> Potongan Teks:
════════════════════

Normalisasi Hubungan dengan Israel, Serbia Bakal Buka Kedutaan Besar di Yerusalem

Serbia dilaporkan akan membuka Kedutaan Besar untuk Israel di Yerusalem, menyusul kesepakan normalisasi yang ditengahi oleh AS.

oleh Natasha Khairunisa Amani diperbarui 07 Sep 2020, 15:54 WIB
Diterbitkan 07 Sep 2020, 15:54 WIB
Menikmati Buka Puasa dengan Latar Masjid al-Aqsa
Masjid Dome of the Rock, di kompleks masjid Al-Aqsa, selama bulan suci Ramadan terlihat saat matahari terbenam selama krisis pandemi coronavirus di Kota Tua Yerusalem (19/5/2020). (AFP/Ahmad Gharabli)

Liputan6.com, Jakarta- Serbia dilaporkan akan membuka Kedutaan Besar untuk Israel di Yerusalem. Hal itu dilakukan menyusul kesepakan normalisasi yang ditengahi Amerika Serikat. 

Dikutip dari Associated Press, Senin (7/9/2020), kesepakatan itu dibuat dalam dua hari pertemuan antara Presiden AS Donald Trump, Presiden Serbia Aleksandar Vucic dan Perdana Menteri Kosovo Avdullah Hoti. Persetujuan tersebut mencakup pengakuan timbal balik antara Israel dan Serbia dan kerja sama di bidang ekonomi, yang termasuk upaya menarik investasi hingga pembukaan lapangan kerja. 

Pengumuman normalisasi hubungan tersebut juga dinilai menjadi keunggulan Trump di bidang politik diplomasi untuk memperkuat posisi Israel secara Internasional, menjelang pemilu AS pada November 2020. 

Trump menyatakan dalam jumpa pers di Ruang Oval, Gedung Putih, "Saya senang mengumumkan kesepakatan yang bersejarah," Serbia dan Kosovo masing-masing telah berkomitmen melakukan normalisasi ekonomi.

"Setelah masa yang penuh kekerasan dan tragis serta negosiasi yang gagal selama bertahun-tahum, pemerintahan saya mengusulkan jalan baru untuk menjembatani kedua negara. Dengan fokus pada penciptaan lapangan kerja dan pertumbuhan ekonomi, kedua negara akan mampu mencapai terobosan besar," ujar Trump.

════════════════════

> Data yang Diberikan:
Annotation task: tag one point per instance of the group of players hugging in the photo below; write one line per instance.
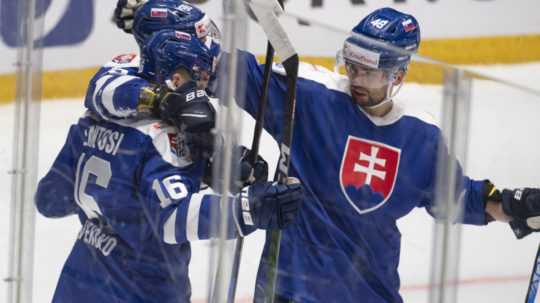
(133, 166)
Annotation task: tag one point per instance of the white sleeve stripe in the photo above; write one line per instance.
(235, 218)
(108, 93)
(97, 89)
(169, 229)
(192, 220)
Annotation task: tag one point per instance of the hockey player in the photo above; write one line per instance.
(365, 162)
(119, 89)
(133, 185)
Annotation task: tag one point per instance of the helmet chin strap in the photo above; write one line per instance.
(390, 94)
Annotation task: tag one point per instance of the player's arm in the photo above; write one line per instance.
(483, 202)
(54, 196)
(186, 215)
(116, 91)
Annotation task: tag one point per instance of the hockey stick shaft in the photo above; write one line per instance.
(291, 68)
(265, 11)
(535, 278)
(252, 158)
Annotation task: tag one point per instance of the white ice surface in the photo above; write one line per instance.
(494, 266)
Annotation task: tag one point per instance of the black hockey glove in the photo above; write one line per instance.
(523, 205)
(246, 172)
(270, 205)
(124, 13)
(188, 108)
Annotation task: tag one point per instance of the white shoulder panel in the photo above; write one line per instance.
(164, 138)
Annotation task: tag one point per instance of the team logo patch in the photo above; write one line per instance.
(125, 58)
(158, 13)
(368, 173)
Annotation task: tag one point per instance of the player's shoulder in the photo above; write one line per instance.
(154, 136)
(313, 76)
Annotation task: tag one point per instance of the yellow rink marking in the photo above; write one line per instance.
(72, 83)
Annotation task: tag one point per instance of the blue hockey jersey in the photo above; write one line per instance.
(134, 189)
(361, 174)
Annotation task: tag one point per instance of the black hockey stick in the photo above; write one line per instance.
(535, 278)
(252, 159)
(265, 13)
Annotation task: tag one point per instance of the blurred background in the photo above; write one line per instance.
(499, 40)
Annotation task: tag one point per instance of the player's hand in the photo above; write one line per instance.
(244, 174)
(124, 13)
(188, 108)
(523, 205)
(250, 173)
(271, 205)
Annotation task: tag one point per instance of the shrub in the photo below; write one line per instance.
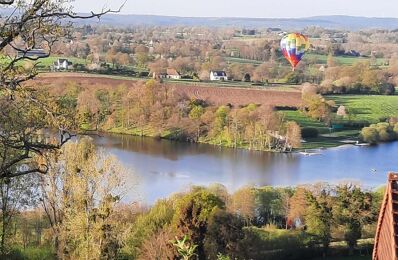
(309, 132)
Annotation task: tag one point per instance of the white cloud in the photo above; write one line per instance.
(248, 8)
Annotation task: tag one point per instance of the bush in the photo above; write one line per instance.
(270, 243)
(309, 132)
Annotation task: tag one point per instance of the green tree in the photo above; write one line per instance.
(224, 232)
(370, 135)
(319, 218)
(352, 209)
(192, 216)
(79, 195)
(31, 24)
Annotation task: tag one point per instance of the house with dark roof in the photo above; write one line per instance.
(62, 64)
(34, 53)
(173, 74)
(218, 75)
(386, 239)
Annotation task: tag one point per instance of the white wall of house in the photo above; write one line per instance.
(214, 77)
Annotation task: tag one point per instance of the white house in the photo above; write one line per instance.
(62, 64)
(218, 75)
(173, 74)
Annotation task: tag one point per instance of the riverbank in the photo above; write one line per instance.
(174, 136)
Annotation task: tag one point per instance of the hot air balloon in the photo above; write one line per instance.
(293, 47)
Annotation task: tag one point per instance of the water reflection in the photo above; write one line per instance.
(164, 167)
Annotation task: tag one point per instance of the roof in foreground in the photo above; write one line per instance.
(386, 240)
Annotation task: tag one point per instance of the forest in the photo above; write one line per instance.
(62, 197)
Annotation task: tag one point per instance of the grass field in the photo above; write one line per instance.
(326, 138)
(369, 108)
(343, 60)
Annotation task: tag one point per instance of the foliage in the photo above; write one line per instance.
(193, 212)
(184, 248)
(319, 218)
(381, 132)
(309, 132)
(352, 209)
(224, 232)
(147, 225)
(79, 195)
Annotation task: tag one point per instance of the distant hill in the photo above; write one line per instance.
(332, 22)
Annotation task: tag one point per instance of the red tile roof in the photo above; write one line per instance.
(386, 239)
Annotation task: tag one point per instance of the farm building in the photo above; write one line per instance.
(35, 53)
(386, 239)
(173, 74)
(218, 75)
(62, 64)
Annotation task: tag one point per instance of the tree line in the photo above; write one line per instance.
(155, 109)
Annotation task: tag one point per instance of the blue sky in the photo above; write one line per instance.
(248, 8)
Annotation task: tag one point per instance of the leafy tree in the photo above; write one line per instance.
(192, 216)
(148, 225)
(79, 194)
(370, 135)
(16, 194)
(242, 203)
(352, 209)
(224, 232)
(31, 25)
(319, 218)
(184, 248)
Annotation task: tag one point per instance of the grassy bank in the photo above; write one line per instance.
(327, 138)
(368, 108)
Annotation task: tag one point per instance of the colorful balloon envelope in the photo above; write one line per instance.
(293, 47)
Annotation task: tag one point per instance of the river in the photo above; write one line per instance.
(161, 167)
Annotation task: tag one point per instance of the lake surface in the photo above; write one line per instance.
(163, 167)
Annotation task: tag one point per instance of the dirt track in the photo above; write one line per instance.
(217, 95)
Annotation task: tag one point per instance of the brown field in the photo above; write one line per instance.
(213, 94)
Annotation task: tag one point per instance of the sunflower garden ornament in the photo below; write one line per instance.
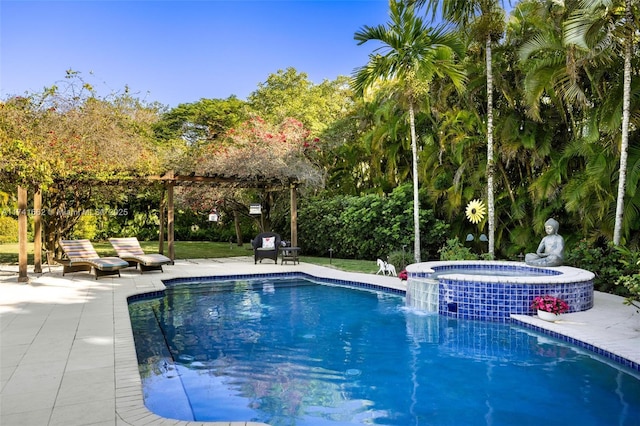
(475, 211)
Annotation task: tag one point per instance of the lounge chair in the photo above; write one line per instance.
(129, 249)
(81, 256)
(266, 246)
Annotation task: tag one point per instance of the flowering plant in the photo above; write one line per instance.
(547, 303)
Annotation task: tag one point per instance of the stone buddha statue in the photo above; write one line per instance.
(551, 249)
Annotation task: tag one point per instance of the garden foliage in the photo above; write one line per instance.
(366, 227)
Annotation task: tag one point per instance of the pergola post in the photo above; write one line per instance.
(170, 219)
(37, 232)
(22, 235)
(294, 216)
(162, 218)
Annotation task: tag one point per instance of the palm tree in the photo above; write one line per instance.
(411, 55)
(484, 19)
(612, 22)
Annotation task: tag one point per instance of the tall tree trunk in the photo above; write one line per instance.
(416, 200)
(624, 143)
(490, 165)
(238, 228)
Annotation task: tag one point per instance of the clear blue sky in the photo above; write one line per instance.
(180, 51)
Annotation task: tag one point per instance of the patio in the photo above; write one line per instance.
(67, 353)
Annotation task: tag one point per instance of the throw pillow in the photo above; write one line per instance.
(269, 242)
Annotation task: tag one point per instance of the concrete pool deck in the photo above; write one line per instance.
(67, 355)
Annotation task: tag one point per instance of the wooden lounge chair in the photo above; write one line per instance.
(129, 249)
(81, 256)
(266, 246)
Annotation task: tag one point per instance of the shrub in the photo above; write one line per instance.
(607, 262)
(400, 259)
(366, 227)
(455, 250)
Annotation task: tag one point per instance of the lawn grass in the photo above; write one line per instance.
(198, 250)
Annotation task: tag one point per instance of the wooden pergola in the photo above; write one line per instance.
(170, 180)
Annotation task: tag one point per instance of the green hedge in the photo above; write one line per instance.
(368, 226)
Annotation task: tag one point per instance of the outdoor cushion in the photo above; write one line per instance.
(81, 256)
(129, 249)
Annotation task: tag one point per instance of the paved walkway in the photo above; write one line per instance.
(67, 354)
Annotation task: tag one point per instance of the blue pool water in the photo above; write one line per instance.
(293, 352)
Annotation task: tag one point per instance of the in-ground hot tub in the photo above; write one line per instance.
(493, 290)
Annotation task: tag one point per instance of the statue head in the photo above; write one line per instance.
(554, 224)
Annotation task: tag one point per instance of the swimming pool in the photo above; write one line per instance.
(292, 351)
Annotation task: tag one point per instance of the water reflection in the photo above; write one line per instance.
(307, 354)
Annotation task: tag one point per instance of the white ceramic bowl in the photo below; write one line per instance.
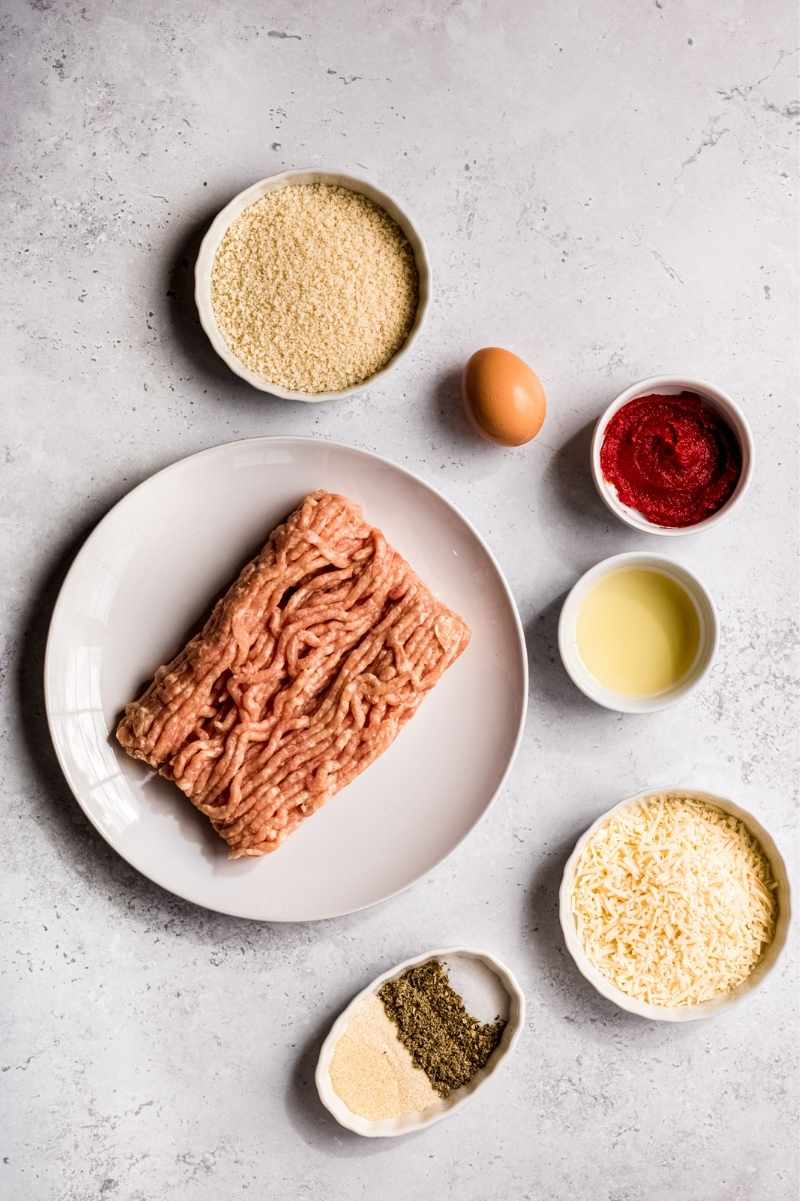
(216, 231)
(669, 386)
(679, 1013)
(579, 673)
(490, 983)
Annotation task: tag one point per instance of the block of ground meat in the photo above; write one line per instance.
(305, 671)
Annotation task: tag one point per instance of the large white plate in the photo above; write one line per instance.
(147, 575)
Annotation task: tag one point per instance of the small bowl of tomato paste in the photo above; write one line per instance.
(672, 455)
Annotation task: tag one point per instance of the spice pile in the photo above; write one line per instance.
(315, 287)
(409, 1045)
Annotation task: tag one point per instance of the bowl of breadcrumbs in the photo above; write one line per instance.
(311, 284)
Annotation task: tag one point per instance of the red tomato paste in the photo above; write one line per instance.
(672, 458)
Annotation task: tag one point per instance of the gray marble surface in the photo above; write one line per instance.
(607, 189)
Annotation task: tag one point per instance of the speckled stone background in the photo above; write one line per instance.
(606, 187)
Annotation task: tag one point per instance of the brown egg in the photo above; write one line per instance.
(503, 396)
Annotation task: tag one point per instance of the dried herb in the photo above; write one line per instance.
(443, 1039)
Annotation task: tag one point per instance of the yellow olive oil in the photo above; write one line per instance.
(638, 632)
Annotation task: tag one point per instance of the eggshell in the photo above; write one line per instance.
(503, 396)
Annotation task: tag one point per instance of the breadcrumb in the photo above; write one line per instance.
(315, 287)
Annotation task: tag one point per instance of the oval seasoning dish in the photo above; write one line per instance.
(483, 974)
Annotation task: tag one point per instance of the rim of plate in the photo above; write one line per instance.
(364, 454)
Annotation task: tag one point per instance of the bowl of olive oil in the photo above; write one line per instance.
(637, 633)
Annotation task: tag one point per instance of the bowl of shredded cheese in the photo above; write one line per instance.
(311, 284)
(675, 904)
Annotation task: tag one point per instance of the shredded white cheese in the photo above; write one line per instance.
(674, 901)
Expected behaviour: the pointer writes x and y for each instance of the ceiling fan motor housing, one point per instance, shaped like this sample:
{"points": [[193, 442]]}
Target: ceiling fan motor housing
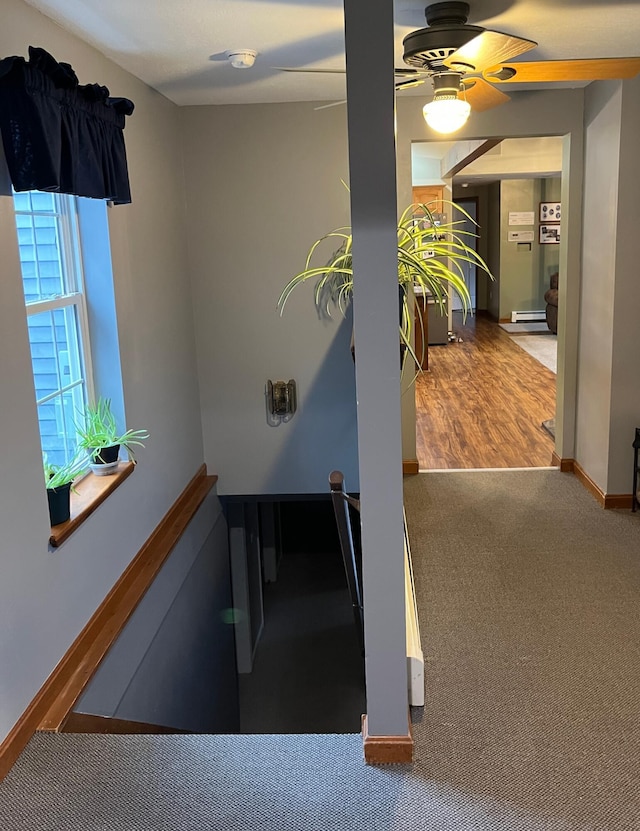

════════════════════

> Tugas yang Dikerjakan:
Menurut potongan teks tentang normalisasi hubungan Serbia dan Israel, siapa saja yang bertemu selama dua hari hingga menghasilkan kesepakatan itu?

> Jawaban Anda:
Presiden AS Donald Trump, Presiden Serbia Aleksandar Vucic, dan Perdana Menteri Kosovo Avdullah Hoti.